• **Given text**:
Through 25 February, the Vienna Architecture Centeris exhibiting “Soviet Modernism (1955-1991). Unknown Stories”, which is the result of a several-year-long study on architecture in 14 former soviet republics, excluding Russia. Included in the show are countries in the Baltic, Central Asian, and Caucusus regions, as well as Eastern Europe. However, right here in Riga's Latvian Museum of Architecture, there is an exhibition going on (through 1 March) that is dedicated to the work of Latvian architect Lia-Asta Knāķe (1928). At the center of the show's attention is the building that houses the administrative offices of the state energy concern, Latvenergo, on Pulkveža Brieža Street; having received both praise and criticism, the structure is often called an example of ugly soviet architecture.
Upon becoming aware that oblivion was fast on their the heels, the creators of the Vienna project, which was originally planned to be just an exhibition on the architecture of Armenia, were motivated to expand their scope to well over a dozen former soviet countries. “The putting together of the project was a very long process, and during it, our assumptions and prejudices came to change,” says Katharina Ritter, one of the three curators of the “Soviet Modernism (1955-1991). Unknown Stories” exhibition, during a conversation with Arterritory.com. “One of the greatest benefits of the project was the opportunity to meet with state architects, urban planners and mayors; we even met with the former First Secretary of Kirghistan. Without these discussions, the project wouldn't have been as rich and diverse as it is. It is important to note, however, that personal and subjective oral information doesn't always reflect the way things “really happened”, but it definitely does enrich it. That sort of information can't be found in any publications, especially in those that came out during the period under question. Some of the people we interviewed for the project have already passed away, which just underlines the importance of this documentation for future researchers.”

• **Extracted data**:
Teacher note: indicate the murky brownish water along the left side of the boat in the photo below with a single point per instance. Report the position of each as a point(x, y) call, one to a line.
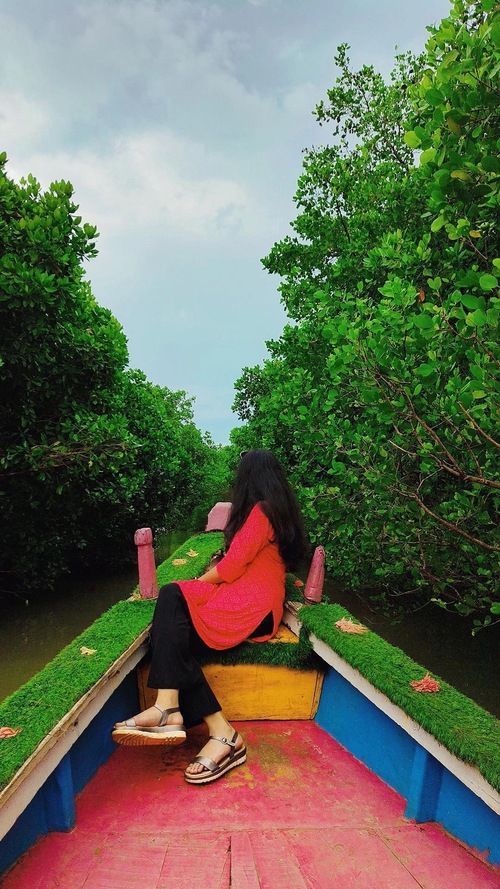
point(33, 631)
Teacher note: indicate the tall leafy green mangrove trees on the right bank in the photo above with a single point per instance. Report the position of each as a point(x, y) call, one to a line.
point(381, 398)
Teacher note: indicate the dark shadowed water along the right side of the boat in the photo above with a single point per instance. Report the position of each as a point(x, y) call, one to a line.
point(439, 640)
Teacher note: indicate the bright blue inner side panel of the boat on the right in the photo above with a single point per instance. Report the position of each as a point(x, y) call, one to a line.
point(431, 791)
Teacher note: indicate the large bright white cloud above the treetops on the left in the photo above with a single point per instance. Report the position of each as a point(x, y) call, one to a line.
point(151, 180)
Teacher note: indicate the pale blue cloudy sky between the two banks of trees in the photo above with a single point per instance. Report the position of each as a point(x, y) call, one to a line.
point(181, 125)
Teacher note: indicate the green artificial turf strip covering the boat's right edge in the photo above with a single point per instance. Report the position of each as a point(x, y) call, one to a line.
point(461, 725)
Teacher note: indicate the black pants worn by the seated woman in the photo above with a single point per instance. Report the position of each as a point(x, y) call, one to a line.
point(174, 645)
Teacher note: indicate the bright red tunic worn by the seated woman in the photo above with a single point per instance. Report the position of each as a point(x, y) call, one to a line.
point(253, 584)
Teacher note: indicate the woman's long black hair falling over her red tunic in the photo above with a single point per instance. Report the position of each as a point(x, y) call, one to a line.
point(260, 479)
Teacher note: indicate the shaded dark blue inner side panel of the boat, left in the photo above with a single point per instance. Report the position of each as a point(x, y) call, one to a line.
point(53, 807)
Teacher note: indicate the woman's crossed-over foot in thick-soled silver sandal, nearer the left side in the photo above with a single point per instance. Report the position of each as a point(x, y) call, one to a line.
point(152, 726)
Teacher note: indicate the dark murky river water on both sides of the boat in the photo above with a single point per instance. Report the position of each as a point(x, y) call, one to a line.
point(34, 631)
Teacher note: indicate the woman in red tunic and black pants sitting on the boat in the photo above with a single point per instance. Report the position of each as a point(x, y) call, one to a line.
point(240, 598)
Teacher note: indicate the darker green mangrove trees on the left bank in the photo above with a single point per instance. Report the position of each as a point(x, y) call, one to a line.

• **How to complete this task**:
Answer from the text on the two architecture exhibitions:
(a) Until what date does the exhibition at Riga's Latvian Museum of Architecture run?
(b) Which country's architecture was the Vienna project originally meant to cover?
(c) How many curators does the "Soviet Modernism (1955-1991). Unknown Stories" exhibition have?
The records can be left aside here.

• **Solution**:
(a) 1 March
(b) Armenia
(c) Three